Data excerpts:
━━━━━━━━━━

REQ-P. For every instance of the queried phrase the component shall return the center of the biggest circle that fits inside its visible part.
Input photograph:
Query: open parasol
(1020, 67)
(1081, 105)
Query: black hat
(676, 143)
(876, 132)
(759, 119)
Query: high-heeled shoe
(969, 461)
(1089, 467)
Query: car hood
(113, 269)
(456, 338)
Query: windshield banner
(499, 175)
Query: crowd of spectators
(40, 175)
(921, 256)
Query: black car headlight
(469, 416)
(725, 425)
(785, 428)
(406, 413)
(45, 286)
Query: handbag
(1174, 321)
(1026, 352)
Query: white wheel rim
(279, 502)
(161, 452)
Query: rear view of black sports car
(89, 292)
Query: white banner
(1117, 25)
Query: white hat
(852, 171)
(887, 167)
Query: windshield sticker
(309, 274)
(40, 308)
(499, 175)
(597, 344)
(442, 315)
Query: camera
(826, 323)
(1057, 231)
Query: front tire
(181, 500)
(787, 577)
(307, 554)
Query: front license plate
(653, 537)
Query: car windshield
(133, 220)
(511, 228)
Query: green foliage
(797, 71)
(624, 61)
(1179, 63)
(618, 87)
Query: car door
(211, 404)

━━━━━━━━━━

• What is required:
Retype the records, line for line.

• Your response:
REQ-P. For every instance of the queried phrase the component shall return the center of the biggest circle that fits inside its visible part.
Input photograph:
Query: open parasol
(1020, 67)
(1081, 105)
Query: black hat
(676, 143)
(876, 132)
(759, 119)
Query: high-heeled shoe
(969, 461)
(1089, 467)
Query: car hood
(113, 269)
(456, 338)
Query: windshield banner
(499, 175)
Query: crowd of spectators
(40, 175)
(921, 256)
Query: black car headlight
(469, 416)
(725, 425)
(785, 428)
(406, 413)
(45, 286)
Query: handbag
(1174, 321)
(1026, 352)
Query: white wheel rim
(279, 502)
(161, 452)
Query: rear view of black sports car
(89, 292)
Query: white banner
(1117, 25)
Query: white hat
(852, 171)
(887, 167)
Query: windshield sticker
(309, 274)
(40, 308)
(499, 175)
(597, 344)
(442, 315)
Query: camera
(826, 323)
(1057, 231)
Query: front tire
(181, 500)
(787, 577)
(307, 554)
Query: front license plate
(653, 537)
Query: car windshield
(133, 220)
(511, 228)
Query: green foliage
(797, 71)
(624, 61)
(1179, 63)
(618, 87)
Query: car door
(211, 404)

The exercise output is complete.